• Exercise: Report each line of the entries that contains the word "query", copied in full.

• Material provided:
--
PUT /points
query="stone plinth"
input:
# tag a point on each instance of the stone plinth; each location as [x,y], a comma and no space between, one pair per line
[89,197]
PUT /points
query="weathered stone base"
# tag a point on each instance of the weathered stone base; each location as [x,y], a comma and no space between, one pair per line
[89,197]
--
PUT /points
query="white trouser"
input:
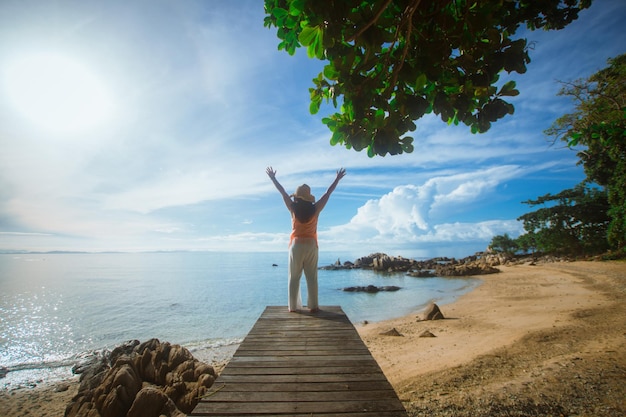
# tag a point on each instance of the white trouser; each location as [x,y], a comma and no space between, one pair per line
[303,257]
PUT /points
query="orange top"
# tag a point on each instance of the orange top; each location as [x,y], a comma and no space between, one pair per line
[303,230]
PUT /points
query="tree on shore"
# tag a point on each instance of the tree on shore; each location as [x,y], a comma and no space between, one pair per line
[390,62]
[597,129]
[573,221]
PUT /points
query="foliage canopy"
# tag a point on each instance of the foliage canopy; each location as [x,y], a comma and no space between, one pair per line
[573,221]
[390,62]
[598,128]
--
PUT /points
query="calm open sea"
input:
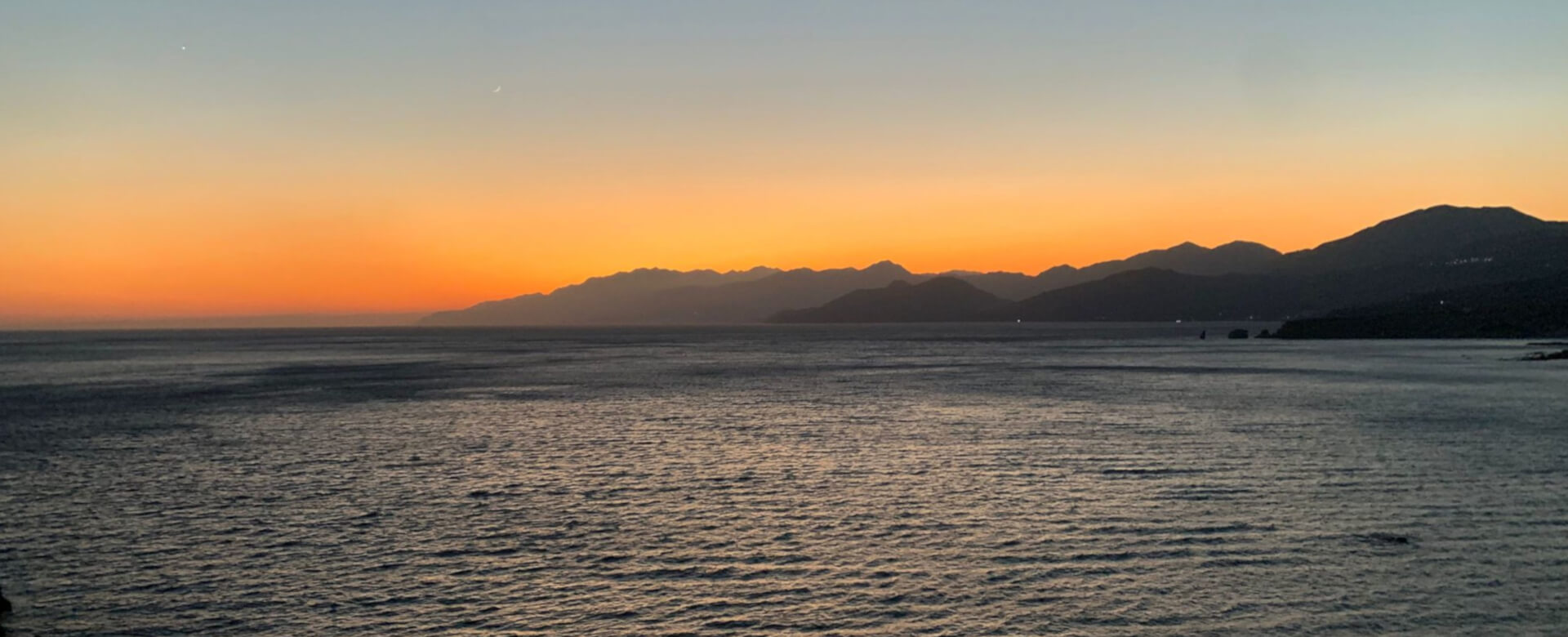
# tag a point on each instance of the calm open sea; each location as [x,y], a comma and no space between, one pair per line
--
• Expected answer:
query="stone plinth"
query="weathered stone base"
query="white trouser"
query="orange top"
query="tree on shore"
query="foliage canopy"
query="calm open sea"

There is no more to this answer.